◆ QUOTED TEXT ◆
Hamilton’s launch immediately tested the Mercedes pole-sitter, with Ferrari once again showing how sharp it can be off the line. The seven-time World Champion swept around the outside into Turn 1 to take the lead, and for a moment the race threatened to become another example of Ferrari seizing the initiative even when Mercedes had started in front. Antonelli’s response was what changed the tone. Rather than allowing the opening phase to get away from him, he settled quickly and reclaimed the lead with an assertive move at the hairpin on Lap 3.
That overtake mattered because it reset the race on his terms. From there, Antonelli began to look less like a teenager protecting track position and more like a driver already comfortable dictating a Grand Prix from the front.
The Safety Car created the strategic pressure point
The race’s biggest strategic shift came on Lap 10 when Lance Stroll stopped and triggered a Safety Car. By then, tyre graining and degradation were already shaping the conversation, particularly around whether the hard compound could realistically go to the end. Mercedes and Ferrari both committed to the one-stop route, double-stacking their drivers and moving onto hards, knowing that the timing was not ideal but was still too good to ignore.
That decision turned the second half of the race into an extended tyre management exercise. It also reshuffled the field around those who had started on hard tyres and stayed out, briefly creating a mixed-order race in which the frontrunners had to work back through traffic while still protecting their tyres. Antonelli handled that phase best. Russell remained close enough to keep some pressure on, but he never looked more comfortable than his team mate on the same strategy.
What stood out most was Antonelli’s rhythm. He did not need constant defensive driving or an aggressive sequence of laps to hold control. He simply managed the race better than everyone else. Even when Russell chipped away slightly, the gap remained stable enough to suggest Antonelli was always managing the situation rather than reacting to it.

◆ RECORDED INFORMATION ◆
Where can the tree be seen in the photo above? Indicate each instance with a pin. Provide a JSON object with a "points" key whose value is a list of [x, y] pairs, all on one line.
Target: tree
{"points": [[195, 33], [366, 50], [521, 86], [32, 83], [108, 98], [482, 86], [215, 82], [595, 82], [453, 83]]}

◆ SET TASKS ◆
1: Answer from the race report:
(a) Where on the track did Antonelli take back the lead, and on which lap?
(b) Whose stop brought out the Safety Car?
(c) Which tyre compound did Mercedes and Ferrari move their drivers onto?
2: Write the next part of the race report, picking up after its last sentence.
The lines have nothing to do with the race report.

◆ ANSWERS TO THE PROBLEMS ◆
1:
(a) At the hairpin, on Lap 3.
(b) Lance Stroll's.
(c) The hard compound.

2:
Ferrari were competitive, but not quite enough
Ferrari leave the Chinese GP with reasons for optimism and a reason for frustration. Hamilton’s third place delivered his first Grand Prix podium since joining the team and confirmed that Ferrari are not far away on race pace, especially when the car is in a good operating window. Leclerc’s fourth place, combined with the pair’s pace on the hard tyre, reinforced that idea.
At the same time, the race underlined the gap that still exists to Mercedes. Leclerc admitted afterwards that the main negative from the afternoon was exactly that. He enjoyed the battle with Hamilton, but Ferrari were ultimately fighting each other for the final podium place rather than genuinely threatening the team that controlled the race.
That intra-team fight was one of the highlights of the Grand Prix. Hamilton and Leclerc traded positions repeatedly in a contest that felt hard, fair and evenly matched. It also revealed something useful about Ferrari’s current position. The car is competitive enough to race Mercedes in moments, but not consistently enough to force the issue across a full distance. When the two Ferraris started scrapping, Antonelli was able to edge further away, and Russell could begin stabilising second place behind him.
Hamilton still had every reason to leave with encouragement. His race pace was strong, his battlecraft was sharp, and a first Ferrari Grand Prix podium is a meaningful step in establishing his place inside the team. But Ferrari’s overall takeaway should still be that they need more if they are going to stop Mercedes from controlling weekends rather than just contesting parts of them.
A race shaped before it even started
The story of Shanghai was not only about the four cars at the front. Before the formation lap had even settled the field, the race had already been disrupted by a remarkable set of non-starters. Both McLarens failed to make the start, with separate electrical issues sidelining Norris and Piastri in a disastrous afternoon for the team. Gabriel Bortoleto also failed to start, while Alex Albon’s Williams was ruled out before lights out as well.
That changed the shape of the midfield immediately. With McLaren removed from the equation before the first lap and reliability becoming a theme elsewhere too, points were suddenly available deeper into the order than they might otherwise have been. The Grand Prix became an opportunity race, and several drivers made the most of it.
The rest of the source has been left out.